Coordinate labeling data
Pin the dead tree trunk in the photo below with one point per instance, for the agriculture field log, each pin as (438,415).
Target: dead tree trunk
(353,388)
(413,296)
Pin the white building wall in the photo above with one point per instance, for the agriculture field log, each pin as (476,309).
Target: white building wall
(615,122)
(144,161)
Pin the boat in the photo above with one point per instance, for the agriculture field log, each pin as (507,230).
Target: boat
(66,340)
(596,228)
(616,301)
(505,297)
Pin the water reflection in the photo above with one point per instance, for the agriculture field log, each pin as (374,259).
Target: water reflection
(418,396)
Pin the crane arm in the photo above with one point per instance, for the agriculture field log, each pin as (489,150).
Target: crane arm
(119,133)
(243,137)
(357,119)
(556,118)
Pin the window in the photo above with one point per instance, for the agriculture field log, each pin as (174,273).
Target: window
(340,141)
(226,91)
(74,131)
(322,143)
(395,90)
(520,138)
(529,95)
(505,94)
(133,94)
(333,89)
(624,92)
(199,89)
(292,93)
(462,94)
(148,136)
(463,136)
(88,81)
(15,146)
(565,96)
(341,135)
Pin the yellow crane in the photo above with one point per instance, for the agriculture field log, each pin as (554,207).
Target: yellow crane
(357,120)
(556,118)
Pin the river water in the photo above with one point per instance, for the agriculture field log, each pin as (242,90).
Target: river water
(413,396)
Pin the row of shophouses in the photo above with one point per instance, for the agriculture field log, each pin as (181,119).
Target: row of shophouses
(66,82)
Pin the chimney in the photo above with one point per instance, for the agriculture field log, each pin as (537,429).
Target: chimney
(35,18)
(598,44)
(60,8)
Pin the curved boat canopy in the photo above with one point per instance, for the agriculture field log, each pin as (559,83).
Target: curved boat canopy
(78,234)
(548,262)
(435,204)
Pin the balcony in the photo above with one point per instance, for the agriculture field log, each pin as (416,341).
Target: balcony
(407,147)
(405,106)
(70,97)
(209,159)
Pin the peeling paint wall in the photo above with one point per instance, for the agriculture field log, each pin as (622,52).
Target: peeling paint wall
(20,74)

- **Problem statement**
Starting at the line that contains "Pin the boat" and ending at the last line, change "agriculture field log" to "harbor survey log" and reproduce only those lines with nothing else altered.

- **Final answer**
Pin the boat in the photo above with one point per instance, for the harbor survey log, each pin as (507,230).
Target: boat
(66,340)
(596,228)
(616,301)
(505,297)
Pin the water reflection in the photo above with one point per instance, for the harbor survey log, each pin as (374,259).
Target: water reflection
(418,396)
Pin the crane arm in the photo above with one point per instance, for the harbor survey log, each pin as (489,150).
Target: crane arm
(119,133)
(243,137)
(357,119)
(556,118)
Pin the window in the photo above with one point per instance, for the harbor survey log, each pin as (174,273).
Target: window
(340,141)
(226,91)
(74,131)
(322,143)
(395,90)
(520,138)
(529,95)
(505,94)
(133,94)
(333,89)
(624,92)
(199,89)
(292,93)
(462,94)
(148,136)
(463,136)
(88,81)
(15,146)
(565,96)
(341,135)
Pin the yellow crane in the photo above with one point per instance, for the harbor survey log, each pin as (554,207).
Target: yellow crane
(357,120)
(556,118)
Pin the river water in the photo above with one point per instance, for the harbor survey log, each pin as (242,90).
Target: river water
(413,396)
Pin the row of shophouses in the photo above with one point per instance, for the harbor survey log, each pin as (181,119).
Target: row of shophouses
(66,82)
Pin the chimney in the photo above with one point per instance, for the harbor survey log, each pin as (537,429).
Target: chimney
(35,18)
(598,44)
(60,8)
Pin the curved boat canopy in the photo above with one point per instance, for the harbor survey log, each pin as (559,83).
Target: curved boat canopy
(78,234)
(548,262)
(435,204)
Pin the balcony in the photo above with one point per instance, for the harbor survey log, each pin as (416,341).
Target: balcony
(407,147)
(405,106)
(70,97)
(209,159)
Pin the peeling paint wall in the photo above with one point per instance, for the harbor survey log, each pin as (622,52).
Target: peeling paint wall
(20,74)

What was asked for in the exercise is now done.